# Around the house question



## toxxik (May 20, 2013)

Curious question fit the guys out here. Realistically, what would you like to see your SO wear when you are just hanging around the house? I will be the first to admit I am not getting dolled up to sit around the house and tend to wear more casual athletic wear, or as my hubs would say a fitted t shirt and my booty shorts. Does the casual dress bother you or what would you like to see.
_Posted via Mobile Device_


----------



## JustPuzzled (Dec 12, 2012)

Tight-fitting but comfortable athletic wear like yoga pants. My W looks great in them.. She's happy because she's comfortable, and I'm happy because, well, she looks great.

Minimal makeup.


----------



## MSP (Feb 9, 2012)

Casual feminine clothes.


----------



## Clark G (Sep 5, 2012)

Whatever is comfortable is good with me. If she wants to dress up then we'll go out. I do like a woman in a good pair of jeans or yoga pants.


----------



## WorkingOnMe (Mar 17, 2012)

It depends on how often she dresses up and how often she dresses down.


----------



## thatbpguy (Dec 24, 2012)

It depends on what you want to get out of it. 

If nothing (and he's fine with that) then wear whatever you want. If something [wink, wink] then I suggest skipping a bra and making him crawl on the floor for you.


----------



## Stonewall (Jul 5, 2011)

cheap french maid outfit works for me. LOL!


----------



## Almostrecovered (Jul 14, 2011)

doesnt really matter what clothes she has on because I usually take them off


----------

____

§ GIVEN REQUEST A: Count the lines in the listing below that contain the string "flower", treating uppercase and lowercase as different, and give only the number.

____

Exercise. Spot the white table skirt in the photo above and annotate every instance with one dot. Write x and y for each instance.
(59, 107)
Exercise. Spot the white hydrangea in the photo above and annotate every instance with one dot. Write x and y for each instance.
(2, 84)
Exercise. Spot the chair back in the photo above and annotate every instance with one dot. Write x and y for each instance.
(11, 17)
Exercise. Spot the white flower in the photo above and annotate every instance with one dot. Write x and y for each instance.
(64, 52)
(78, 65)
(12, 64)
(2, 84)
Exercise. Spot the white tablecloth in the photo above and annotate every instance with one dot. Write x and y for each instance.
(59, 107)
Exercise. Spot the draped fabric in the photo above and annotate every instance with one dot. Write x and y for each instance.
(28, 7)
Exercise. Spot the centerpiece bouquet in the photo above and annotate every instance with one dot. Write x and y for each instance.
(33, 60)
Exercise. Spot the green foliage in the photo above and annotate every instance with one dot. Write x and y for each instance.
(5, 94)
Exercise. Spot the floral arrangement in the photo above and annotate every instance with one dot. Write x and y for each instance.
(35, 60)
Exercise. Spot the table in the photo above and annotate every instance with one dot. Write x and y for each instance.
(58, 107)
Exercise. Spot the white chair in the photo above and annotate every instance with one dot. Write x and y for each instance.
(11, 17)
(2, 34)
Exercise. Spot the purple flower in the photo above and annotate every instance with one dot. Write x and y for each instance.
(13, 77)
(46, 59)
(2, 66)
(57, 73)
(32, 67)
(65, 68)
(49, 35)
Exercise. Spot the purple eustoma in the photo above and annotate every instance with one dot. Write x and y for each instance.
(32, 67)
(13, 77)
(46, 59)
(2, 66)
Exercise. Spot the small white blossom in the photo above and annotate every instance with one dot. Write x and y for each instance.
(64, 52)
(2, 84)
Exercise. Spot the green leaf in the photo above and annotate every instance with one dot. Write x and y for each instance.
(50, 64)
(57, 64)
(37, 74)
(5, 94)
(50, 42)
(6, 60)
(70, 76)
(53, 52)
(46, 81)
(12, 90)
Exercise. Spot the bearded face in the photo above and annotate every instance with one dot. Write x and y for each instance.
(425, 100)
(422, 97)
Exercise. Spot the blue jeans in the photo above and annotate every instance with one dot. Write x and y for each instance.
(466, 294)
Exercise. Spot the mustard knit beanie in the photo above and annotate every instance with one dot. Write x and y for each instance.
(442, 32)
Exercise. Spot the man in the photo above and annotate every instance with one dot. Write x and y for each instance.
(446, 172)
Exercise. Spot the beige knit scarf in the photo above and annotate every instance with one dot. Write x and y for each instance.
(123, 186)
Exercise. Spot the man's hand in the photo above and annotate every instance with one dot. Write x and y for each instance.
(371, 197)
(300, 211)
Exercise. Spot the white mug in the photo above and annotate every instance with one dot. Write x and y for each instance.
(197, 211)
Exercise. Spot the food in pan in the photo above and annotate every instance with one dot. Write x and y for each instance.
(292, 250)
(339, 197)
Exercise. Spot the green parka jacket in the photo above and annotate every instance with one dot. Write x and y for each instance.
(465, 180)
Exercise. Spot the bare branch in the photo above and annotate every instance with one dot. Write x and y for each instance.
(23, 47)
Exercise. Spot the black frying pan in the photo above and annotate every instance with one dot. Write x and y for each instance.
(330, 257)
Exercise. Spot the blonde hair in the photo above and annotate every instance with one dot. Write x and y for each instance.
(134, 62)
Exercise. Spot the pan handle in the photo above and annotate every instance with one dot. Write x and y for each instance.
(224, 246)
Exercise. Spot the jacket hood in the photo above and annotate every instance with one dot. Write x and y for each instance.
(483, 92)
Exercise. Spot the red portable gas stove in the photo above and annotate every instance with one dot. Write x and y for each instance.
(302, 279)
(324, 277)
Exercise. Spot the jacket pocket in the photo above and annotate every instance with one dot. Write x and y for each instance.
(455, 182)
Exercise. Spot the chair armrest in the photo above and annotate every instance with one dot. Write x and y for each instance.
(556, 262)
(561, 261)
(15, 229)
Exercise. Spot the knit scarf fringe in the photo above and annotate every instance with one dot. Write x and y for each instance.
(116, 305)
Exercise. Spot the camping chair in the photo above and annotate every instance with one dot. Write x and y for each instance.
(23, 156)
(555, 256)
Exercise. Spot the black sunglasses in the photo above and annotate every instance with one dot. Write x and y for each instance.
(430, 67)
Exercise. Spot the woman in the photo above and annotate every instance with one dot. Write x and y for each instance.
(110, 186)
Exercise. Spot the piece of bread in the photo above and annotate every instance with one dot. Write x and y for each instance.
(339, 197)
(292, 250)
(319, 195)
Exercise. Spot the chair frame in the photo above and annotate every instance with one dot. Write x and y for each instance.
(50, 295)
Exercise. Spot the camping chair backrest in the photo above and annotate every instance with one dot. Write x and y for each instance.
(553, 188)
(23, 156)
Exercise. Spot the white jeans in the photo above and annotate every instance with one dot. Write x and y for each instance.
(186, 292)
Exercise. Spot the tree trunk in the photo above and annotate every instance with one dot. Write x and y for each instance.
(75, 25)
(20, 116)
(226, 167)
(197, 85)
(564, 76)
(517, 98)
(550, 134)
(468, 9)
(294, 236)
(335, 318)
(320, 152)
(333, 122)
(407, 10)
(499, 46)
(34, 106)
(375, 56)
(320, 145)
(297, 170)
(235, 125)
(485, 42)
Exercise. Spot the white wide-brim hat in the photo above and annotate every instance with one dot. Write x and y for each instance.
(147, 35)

____

§ GIVEN REQUEST B: In the thread, what two kinds of clothing does Clark G say he likes to see a woman wear?

§ RIGHT ANSWER A: 2

§ RIGHT ANSWER B: A good pair of jeans or yoga pants.